- WRITTEN REQUEST -
Copy out word for word the part of the entries below that runs from the line containing "Where can the black blazer be seen here?" through the final line, both included.

- RECORDS TO USE -
=-=-=-=-=

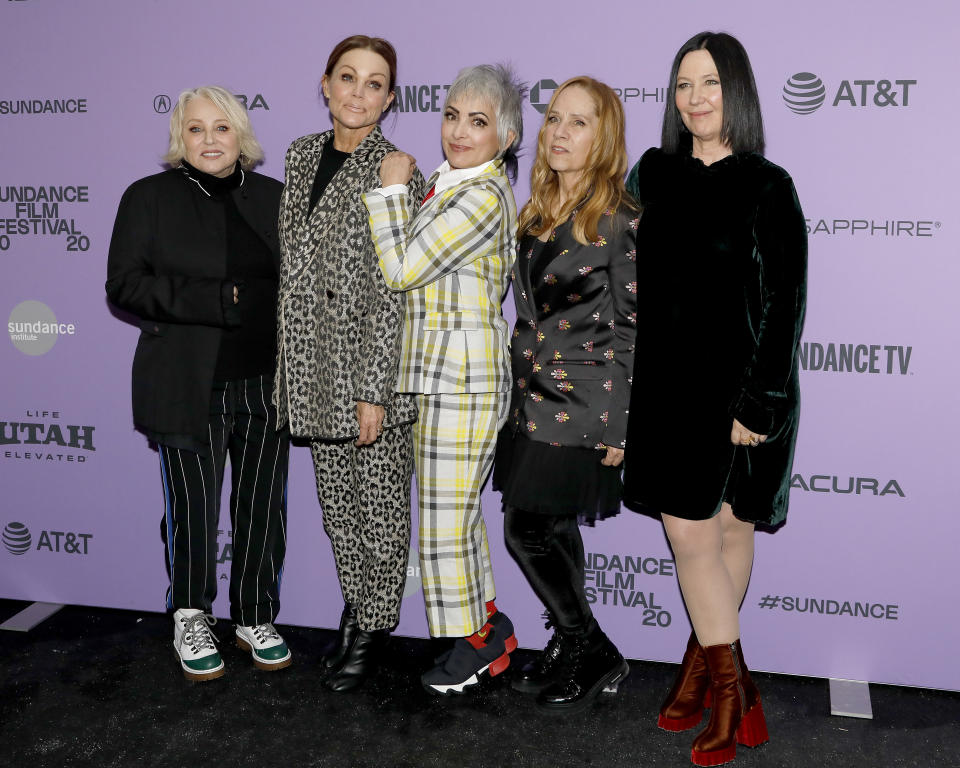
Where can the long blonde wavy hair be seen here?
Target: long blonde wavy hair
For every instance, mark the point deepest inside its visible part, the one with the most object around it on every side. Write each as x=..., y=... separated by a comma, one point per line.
x=599, y=189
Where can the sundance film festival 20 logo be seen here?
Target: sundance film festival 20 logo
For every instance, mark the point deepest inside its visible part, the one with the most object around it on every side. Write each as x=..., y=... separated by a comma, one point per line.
x=16, y=538
x=804, y=93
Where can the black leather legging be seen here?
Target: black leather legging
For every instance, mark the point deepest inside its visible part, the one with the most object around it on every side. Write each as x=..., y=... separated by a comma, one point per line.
x=549, y=551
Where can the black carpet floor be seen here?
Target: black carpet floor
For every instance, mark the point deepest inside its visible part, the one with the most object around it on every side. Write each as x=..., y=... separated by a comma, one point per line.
x=97, y=687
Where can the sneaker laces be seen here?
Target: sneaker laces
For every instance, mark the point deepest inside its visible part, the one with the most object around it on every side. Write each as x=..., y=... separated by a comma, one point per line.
x=197, y=634
x=265, y=632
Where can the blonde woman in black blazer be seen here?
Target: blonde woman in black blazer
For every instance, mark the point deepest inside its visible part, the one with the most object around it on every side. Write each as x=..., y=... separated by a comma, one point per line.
x=559, y=457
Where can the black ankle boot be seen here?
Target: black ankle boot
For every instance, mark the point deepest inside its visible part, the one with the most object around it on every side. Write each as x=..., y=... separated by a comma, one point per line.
x=333, y=657
x=590, y=664
x=544, y=670
x=361, y=659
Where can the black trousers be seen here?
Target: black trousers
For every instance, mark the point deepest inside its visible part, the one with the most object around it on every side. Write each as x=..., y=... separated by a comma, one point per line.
x=549, y=551
x=243, y=426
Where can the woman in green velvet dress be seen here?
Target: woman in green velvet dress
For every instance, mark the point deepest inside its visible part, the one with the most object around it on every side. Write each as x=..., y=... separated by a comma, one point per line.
x=721, y=263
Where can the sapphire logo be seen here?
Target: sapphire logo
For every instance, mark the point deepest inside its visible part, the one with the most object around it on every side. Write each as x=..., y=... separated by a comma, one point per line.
x=540, y=94
x=804, y=93
x=16, y=538
x=161, y=104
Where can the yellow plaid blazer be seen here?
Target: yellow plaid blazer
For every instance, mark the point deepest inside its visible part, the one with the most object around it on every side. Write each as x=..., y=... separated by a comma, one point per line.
x=453, y=261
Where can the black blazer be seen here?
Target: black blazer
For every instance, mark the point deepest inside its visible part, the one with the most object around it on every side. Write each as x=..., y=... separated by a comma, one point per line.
x=573, y=345
x=167, y=265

=-=-=-=-=

- ANSWER FOR THIS EXERCISE -
Where can the black blazer be seen here?
Target: black blazer
For every instance, mark the point deepest inside its visible part, the one with the most object around it on every side. Write each as x=..., y=... separated by a comma, one point per line.
x=573, y=345
x=167, y=265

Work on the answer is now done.